## START Data entries

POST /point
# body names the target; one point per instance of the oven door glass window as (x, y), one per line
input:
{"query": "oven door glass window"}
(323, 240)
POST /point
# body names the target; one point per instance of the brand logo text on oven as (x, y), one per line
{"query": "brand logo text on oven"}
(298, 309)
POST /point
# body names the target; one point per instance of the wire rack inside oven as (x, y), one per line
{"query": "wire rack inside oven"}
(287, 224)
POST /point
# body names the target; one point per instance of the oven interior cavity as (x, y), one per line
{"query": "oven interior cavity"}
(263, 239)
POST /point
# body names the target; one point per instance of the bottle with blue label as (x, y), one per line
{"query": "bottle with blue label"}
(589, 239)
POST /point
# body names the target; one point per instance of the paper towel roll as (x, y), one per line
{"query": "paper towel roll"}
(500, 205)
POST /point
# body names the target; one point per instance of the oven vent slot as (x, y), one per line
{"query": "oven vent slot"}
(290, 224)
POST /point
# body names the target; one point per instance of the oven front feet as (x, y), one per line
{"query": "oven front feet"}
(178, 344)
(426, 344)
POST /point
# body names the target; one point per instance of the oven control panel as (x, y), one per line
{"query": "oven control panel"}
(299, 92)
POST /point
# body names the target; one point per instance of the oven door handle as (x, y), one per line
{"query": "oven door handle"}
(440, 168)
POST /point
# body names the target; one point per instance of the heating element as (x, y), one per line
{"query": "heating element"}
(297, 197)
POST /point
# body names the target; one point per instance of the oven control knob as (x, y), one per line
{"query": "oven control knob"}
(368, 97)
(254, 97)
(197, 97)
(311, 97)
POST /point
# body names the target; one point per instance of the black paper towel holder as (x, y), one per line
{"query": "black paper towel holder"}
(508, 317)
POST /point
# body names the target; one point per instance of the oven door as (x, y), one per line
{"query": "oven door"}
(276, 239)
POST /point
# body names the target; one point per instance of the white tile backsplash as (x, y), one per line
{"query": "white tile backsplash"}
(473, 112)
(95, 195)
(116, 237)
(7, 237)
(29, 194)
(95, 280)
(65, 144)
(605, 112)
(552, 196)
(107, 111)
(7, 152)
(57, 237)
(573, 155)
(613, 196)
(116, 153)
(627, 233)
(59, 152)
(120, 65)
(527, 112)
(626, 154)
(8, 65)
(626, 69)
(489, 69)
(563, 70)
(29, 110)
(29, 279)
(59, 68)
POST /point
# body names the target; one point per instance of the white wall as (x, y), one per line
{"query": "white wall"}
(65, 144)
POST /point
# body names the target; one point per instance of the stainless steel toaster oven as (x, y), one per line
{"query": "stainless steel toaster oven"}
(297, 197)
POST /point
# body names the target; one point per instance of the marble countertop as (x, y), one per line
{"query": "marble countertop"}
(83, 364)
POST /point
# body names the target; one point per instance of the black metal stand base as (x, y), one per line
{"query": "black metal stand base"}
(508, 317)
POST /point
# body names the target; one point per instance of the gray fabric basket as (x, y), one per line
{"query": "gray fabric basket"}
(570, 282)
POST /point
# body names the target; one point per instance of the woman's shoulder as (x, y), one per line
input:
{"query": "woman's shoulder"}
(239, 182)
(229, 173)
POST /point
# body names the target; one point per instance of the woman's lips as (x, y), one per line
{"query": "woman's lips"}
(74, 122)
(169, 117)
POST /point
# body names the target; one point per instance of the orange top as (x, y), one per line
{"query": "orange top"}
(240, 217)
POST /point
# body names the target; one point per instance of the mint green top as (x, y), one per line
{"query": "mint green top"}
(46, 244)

## END Data entries

▶ Given request: Emit the full listing verbatim.

▶ Output:
POST /point
# body names the target; one point per instance of the oven door glass window as (x, y), one per line
input:
{"query": "oven door glass window"}
(323, 240)
POST /point
# body names the target; one point per instance of the brand logo text on oven as (x, y), one per line
{"query": "brand logo text on oven"}
(298, 309)
POST /point
# body names the target; one point per instance of the wire rack inside oven as (x, y), one per line
{"query": "wire rack inside oven"}
(287, 224)
POST /point
# body names the target; one point per instance of the oven interior cavity as (x, y), one per line
{"query": "oven interior cavity"}
(263, 239)
POST /point
# body names the target; one point per instance of the bottle with blue label as (x, y), one per line
{"query": "bottle with blue label"}
(589, 239)
POST /point
# body names the target; one point per instance of the paper towel roll as (x, y), one per line
{"query": "paper towel roll"}
(500, 205)
POST /point
# body names the target; one point per instance of the oven vent slot as (x, y), one per line
{"query": "oven vent slot"}
(290, 224)
POST /point
# body names the target; one point per instance of the oven front feet as (x, y), one per line
{"query": "oven front feet"}
(178, 344)
(426, 344)
POST /point
# body names the target; one point per instance of the oven control panel as (x, y), one per line
{"query": "oven control panel"}
(299, 92)
POST /point
# body names the target; one point per instance of the oven door handle as (x, y), one per line
{"query": "oven door handle"}
(440, 168)
POST /point
# body names the target; one point per instance of the heating element as (x, y), one per line
{"query": "heating element"}
(297, 197)
POST /point
# body names the target; one point per instance of the oven control knob as (x, y), one per line
{"query": "oven control knob"}
(368, 97)
(254, 97)
(197, 97)
(311, 97)
POST /point
# body names the target; one point per instance of the black paper towel holder as (x, y), one per line
{"query": "black paper towel holder"}
(508, 317)
POST /point
# body names the target; one point per instance of the oven door as (x, y), one per line
{"query": "oven door"}
(276, 239)
POST /point
# body names the target; one point per instance of the white tile backsplash as (x, y), one per line
{"query": "white tile backsplash"}
(473, 112)
(95, 195)
(116, 237)
(7, 237)
(29, 194)
(95, 280)
(65, 144)
(605, 112)
(552, 196)
(107, 111)
(7, 152)
(57, 237)
(573, 155)
(613, 196)
(116, 153)
(627, 233)
(59, 152)
(120, 65)
(527, 112)
(626, 154)
(8, 65)
(626, 69)
(489, 69)
(563, 70)
(29, 110)
(29, 279)
(59, 68)
POST /point
# body names the target; one point per instance of the white wall as (x, y), one per line
{"query": "white wall"}
(65, 144)
POST /point
# body names the target; one point per instance of the stainless steel toaster oven as (x, y), one per line
{"query": "stainless steel toaster oven"}
(297, 197)
POST /point
# body names the target; one point per instance of the marble countertop as (x, y), one per line
{"query": "marble countertop"}
(83, 364)
POST /point
# body names the target; one point per instance of the black metal stand base as (x, y), one per line
{"query": "black metal stand base"}
(508, 317)
POST /point
# body names the target; one point per instance of the gray fabric basket as (x, y), one per line
{"query": "gray fabric basket"}
(570, 282)
POST /point
# body names the target; one point per instance of the woman's shoulder as (x, y), one per line
input:
{"query": "woman's shoulder"}
(239, 182)
(229, 173)
POST /point
# body names the target; one point per instance of the woman's lips as (x, y), one per line
{"query": "woman's lips"}
(74, 122)
(169, 117)
POST /point
# body names the target; one point per instance of the orange top as (x, y), one per line
{"query": "orange top"}
(240, 217)
POST /point
# body names the target; one point per instance of the mint green top as (x, y), one per line
{"query": "mint green top"}
(46, 244)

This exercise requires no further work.